Written exercise - Reproduce verbatim the stretch of lines below from the very first line through the line containing "column 442, row 662", including both of those lines.

Data provided -
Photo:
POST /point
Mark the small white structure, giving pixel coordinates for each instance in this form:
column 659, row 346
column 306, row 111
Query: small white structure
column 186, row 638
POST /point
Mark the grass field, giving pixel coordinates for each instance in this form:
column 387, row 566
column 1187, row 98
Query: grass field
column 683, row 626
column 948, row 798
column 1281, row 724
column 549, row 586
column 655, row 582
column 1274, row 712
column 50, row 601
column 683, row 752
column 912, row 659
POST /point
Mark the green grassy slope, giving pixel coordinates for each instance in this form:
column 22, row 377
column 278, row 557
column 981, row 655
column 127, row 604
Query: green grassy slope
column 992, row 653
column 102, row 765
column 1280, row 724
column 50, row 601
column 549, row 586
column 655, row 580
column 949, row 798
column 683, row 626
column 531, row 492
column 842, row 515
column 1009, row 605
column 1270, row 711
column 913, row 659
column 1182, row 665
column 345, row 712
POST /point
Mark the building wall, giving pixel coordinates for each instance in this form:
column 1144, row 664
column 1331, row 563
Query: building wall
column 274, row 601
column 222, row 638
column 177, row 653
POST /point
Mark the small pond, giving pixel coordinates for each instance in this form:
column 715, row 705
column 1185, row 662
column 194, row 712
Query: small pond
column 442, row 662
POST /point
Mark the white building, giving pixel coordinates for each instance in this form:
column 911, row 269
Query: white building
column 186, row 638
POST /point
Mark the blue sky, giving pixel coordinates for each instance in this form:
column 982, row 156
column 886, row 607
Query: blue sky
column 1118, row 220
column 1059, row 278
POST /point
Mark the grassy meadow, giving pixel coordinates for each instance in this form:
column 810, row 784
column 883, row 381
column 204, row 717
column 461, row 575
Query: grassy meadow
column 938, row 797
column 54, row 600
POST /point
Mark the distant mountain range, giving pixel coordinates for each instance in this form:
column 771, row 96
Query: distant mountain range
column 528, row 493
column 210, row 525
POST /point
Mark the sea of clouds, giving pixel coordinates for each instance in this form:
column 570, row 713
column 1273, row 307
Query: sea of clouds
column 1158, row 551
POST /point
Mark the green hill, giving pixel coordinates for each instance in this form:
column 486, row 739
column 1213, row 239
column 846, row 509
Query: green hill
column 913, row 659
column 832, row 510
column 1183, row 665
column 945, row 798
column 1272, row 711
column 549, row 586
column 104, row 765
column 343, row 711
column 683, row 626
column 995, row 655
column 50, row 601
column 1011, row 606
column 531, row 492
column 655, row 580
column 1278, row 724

Full output -
Photo:
POST /point
Mark the small white structure, giving pixel coordinates for each instance in this form:
column 659, row 346
column 306, row 111
Query: small white structure
column 186, row 638
POST /point
Mark the grass field, giving pixel coordinates for each instance in this form:
column 387, row 566
column 1187, row 98
Query: grass field
column 683, row 626
column 948, row 798
column 1281, row 724
column 549, row 586
column 655, row 582
column 1274, row 712
column 50, row 601
column 683, row 752
column 912, row 659
POST /point
Mark the green grassy slope, giving pixel coordinates for each instance in this form:
column 22, row 377
column 278, row 557
column 981, row 655
column 127, row 604
Query: green grassy slope
column 992, row 653
column 102, row 765
column 1280, row 724
column 50, row 601
column 549, row 586
column 655, row 580
column 949, row 798
column 683, row 626
column 531, row 492
column 842, row 515
column 1009, row 605
column 1270, row 711
column 913, row 659
column 1182, row 665
column 345, row 712
POST /point
Mark the building wall, giving pixel coordinates for each instance in this form:
column 1144, row 664
column 1331, row 563
Query: building wall
column 274, row 601
column 222, row 638
column 177, row 653
POST /point
Mark the small pond, giving pixel coordinates for each instance in this form:
column 715, row 705
column 1185, row 662
column 194, row 712
Query: small pond
column 442, row 662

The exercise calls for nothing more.